**What needs to be done**
Set down exactly the lines from the one containing "Each instance receives exactly one keypoint. Mark the white" through the last line of the data below, and no others.

**Dataset content**
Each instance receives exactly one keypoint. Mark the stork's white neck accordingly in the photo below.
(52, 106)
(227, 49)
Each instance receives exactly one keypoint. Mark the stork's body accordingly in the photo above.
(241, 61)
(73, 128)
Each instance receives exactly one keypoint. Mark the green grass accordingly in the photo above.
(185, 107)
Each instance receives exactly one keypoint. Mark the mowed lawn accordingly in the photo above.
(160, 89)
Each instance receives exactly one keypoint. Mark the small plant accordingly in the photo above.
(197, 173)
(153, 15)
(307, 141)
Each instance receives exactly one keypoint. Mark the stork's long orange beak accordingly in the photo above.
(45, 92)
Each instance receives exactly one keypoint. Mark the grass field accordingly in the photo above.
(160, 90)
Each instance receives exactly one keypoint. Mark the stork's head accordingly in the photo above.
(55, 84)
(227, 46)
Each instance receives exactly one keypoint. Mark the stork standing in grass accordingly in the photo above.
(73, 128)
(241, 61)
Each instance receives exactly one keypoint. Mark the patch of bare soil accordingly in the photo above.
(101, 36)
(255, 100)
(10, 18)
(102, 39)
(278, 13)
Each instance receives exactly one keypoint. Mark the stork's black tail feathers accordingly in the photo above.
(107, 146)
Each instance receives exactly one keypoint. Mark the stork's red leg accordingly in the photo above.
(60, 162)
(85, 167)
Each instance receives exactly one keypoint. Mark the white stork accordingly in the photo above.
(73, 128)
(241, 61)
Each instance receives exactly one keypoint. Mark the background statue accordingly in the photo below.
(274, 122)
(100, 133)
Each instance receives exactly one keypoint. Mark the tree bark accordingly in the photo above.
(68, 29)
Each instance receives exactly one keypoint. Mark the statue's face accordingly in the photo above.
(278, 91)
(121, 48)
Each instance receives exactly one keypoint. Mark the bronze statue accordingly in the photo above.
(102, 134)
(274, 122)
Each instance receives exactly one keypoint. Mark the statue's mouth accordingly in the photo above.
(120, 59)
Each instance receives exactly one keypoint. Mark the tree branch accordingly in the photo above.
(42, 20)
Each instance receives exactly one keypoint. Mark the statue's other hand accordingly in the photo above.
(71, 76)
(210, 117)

**Output of the exercise**
Each instance receives exactly one keypoint. Mark the white stork accordingly in the photo above.
(73, 128)
(241, 61)
Each instance receives exactly one keypoint. Mark the background statue accordingly in the photo below.
(274, 122)
(100, 133)
Each instance receives exactly one keypoint. Mark the tree bark accordingly in the photo above.
(68, 29)
Each instance receives exactly one keypoint. Mark the statue's face accordingly in the photo above.
(278, 91)
(121, 48)
Each instance receives exactly one keypoint. Mark the bronze statue accordingly in the photo above.
(102, 134)
(274, 122)
Each instance receives exactly one keypoint. Mark the statue's mouth accordingly in the photo above.
(120, 59)
Each instance receives exactly one keypoint. Mark the tree branch accordingly in the photo above.
(42, 20)
Each instance receives exactly one keypoint. Mark the statue's other hand accordingly in the photo above.
(71, 76)
(210, 117)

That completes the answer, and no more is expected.